### Instructions for the task
Print every line of the data exactly as shown.

### Dataset entries
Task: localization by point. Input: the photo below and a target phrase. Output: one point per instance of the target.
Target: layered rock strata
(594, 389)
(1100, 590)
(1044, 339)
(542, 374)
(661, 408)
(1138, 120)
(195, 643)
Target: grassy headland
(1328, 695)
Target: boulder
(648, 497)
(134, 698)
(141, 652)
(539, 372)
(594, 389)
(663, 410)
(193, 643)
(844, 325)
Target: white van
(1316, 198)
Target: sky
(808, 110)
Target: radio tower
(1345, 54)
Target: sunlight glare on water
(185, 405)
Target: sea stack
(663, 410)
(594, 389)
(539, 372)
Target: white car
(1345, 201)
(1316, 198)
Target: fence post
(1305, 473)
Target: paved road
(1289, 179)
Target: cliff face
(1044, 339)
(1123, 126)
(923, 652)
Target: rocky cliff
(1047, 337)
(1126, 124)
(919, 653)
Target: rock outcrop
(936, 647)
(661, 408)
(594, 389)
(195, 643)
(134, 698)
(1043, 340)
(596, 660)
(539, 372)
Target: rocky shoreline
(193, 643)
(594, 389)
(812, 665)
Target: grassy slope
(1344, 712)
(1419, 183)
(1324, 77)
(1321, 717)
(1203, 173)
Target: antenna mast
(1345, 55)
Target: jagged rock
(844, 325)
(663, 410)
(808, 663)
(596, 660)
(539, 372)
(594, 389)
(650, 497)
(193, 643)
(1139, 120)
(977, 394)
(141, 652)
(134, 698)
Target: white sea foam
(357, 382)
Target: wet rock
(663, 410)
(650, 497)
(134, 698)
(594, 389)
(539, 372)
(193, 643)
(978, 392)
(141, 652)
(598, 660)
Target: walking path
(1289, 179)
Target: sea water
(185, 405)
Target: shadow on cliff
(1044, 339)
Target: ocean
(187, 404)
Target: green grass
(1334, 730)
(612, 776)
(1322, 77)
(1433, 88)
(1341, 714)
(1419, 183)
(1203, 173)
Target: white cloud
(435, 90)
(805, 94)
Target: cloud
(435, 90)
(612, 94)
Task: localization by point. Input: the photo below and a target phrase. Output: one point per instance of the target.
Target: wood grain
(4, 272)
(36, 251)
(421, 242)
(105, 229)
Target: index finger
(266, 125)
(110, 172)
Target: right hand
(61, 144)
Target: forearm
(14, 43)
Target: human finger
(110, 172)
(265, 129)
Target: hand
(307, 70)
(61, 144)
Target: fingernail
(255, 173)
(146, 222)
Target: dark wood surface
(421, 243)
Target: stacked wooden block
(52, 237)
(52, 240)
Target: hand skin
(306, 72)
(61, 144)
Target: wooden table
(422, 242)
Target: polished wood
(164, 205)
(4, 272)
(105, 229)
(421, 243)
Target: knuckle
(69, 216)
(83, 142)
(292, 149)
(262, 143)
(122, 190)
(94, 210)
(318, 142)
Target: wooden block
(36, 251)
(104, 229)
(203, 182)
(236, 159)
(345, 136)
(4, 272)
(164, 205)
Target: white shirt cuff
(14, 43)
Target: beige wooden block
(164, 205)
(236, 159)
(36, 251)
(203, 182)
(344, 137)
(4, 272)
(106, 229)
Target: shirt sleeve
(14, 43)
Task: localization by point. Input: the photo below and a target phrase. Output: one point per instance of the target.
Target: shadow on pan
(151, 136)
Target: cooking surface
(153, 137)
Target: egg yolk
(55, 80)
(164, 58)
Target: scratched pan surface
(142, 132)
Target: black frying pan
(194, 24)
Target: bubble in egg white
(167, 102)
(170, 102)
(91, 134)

### Exercise response
Task: localization by point. Input: the photo below and a target phrase. Output: one point per instance of the target.
Target: layered rock strata
(594, 389)
(1100, 590)
(1044, 339)
(542, 374)
(661, 408)
(1138, 120)
(195, 643)
Target: grassy headland
(1328, 695)
Target: boulder
(648, 497)
(134, 698)
(141, 652)
(539, 372)
(594, 389)
(663, 410)
(193, 643)
(844, 325)
Target: white van
(1316, 198)
Target: sky
(808, 110)
Target: radio tower
(1345, 54)
Target: sunlight glare on water
(185, 405)
Target: sea stack
(663, 410)
(594, 389)
(539, 372)
Target: white car
(1345, 201)
(1316, 198)
Target: fence post
(1305, 473)
Target: paved road
(1289, 179)
Target: cliff face
(1044, 339)
(1123, 126)
(923, 652)
Target: rocky cliff
(1047, 337)
(1126, 124)
(919, 653)
Target: rock outcrop
(936, 647)
(661, 408)
(594, 389)
(195, 643)
(134, 698)
(1043, 340)
(596, 660)
(539, 372)
Target: rocky shoreline
(193, 643)
(594, 389)
(812, 665)
Target: grassy slope
(1344, 712)
(1419, 183)
(1324, 77)
(1321, 717)
(1203, 173)
Target: antenna mast
(1345, 55)
Target: jagged rock
(844, 325)
(663, 410)
(808, 663)
(596, 660)
(539, 372)
(594, 389)
(650, 497)
(193, 643)
(1139, 120)
(977, 394)
(141, 652)
(134, 698)
Target: white sea foam
(357, 382)
Target: wet rock
(663, 410)
(650, 497)
(134, 698)
(594, 389)
(539, 372)
(193, 643)
(978, 392)
(141, 652)
(598, 660)
Target: walking path
(1289, 179)
Target: sea water
(185, 405)
Target: shadow on cliff
(1044, 339)
Target: ocean
(187, 404)
Target: green grass
(1334, 730)
(612, 776)
(1322, 77)
(1433, 88)
(1341, 714)
(1419, 183)
(1203, 173)
Target: white cloud
(435, 90)
(805, 94)
Target: cloud
(435, 90)
(612, 94)
Task: localization by point. Input: the photo below and a target phrase. Output: one point per instance of the target.
Target: wood grain
(4, 272)
(36, 251)
(421, 242)
(105, 229)
Target: index finger
(266, 125)
(110, 172)
Target: right hand
(61, 144)
Target: forearm
(14, 43)
Target: human finger
(110, 172)
(265, 129)
Target: hand
(307, 70)
(61, 144)
Target: fingernail
(255, 173)
(146, 222)
Target: dark wood surface
(421, 243)
Target: stacked wooden block
(52, 237)
(52, 240)
Target: hand skin
(306, 72)
(61, 144)
Target: wooden table
(422, 242)
Target: polished wood
(164, 205)
(4, 272)
(105, 229)
(421, 243)
Target: knuckle
(69, 216)
(83, 142)
(292, 149)
(262, 143)
(122, 190)
(94, 210)
(318, 142)
Target: wooden block
(36, 251)
(104, 229)
(203, 182)
(236, 159)
(345, 136)
(4, 272)
(164, 205)
Target: white shirt cuff
(14, 43)
Target: beige wooden block
(164, 205)
(236, 159)
(36, 251)
(203, 182)
(344, 137)
(4, 272)
(106, 229)
Target: shirt sleeve
(14, 43)
Task: localization by point. Input: the photo below and a target phrase. Output: one point per instance of the target.
Target: shadow on pan
(151, 136)
Target: cooking surface
(153, 137)
Target: egg yolk
(55, 80)
(164, 58)
Target: scratched pan surface
(142, 132)
Target: black frying pan
(194, 24)
Target: bubble in egg white
(167, 102)
(170, 102)
(91, 134)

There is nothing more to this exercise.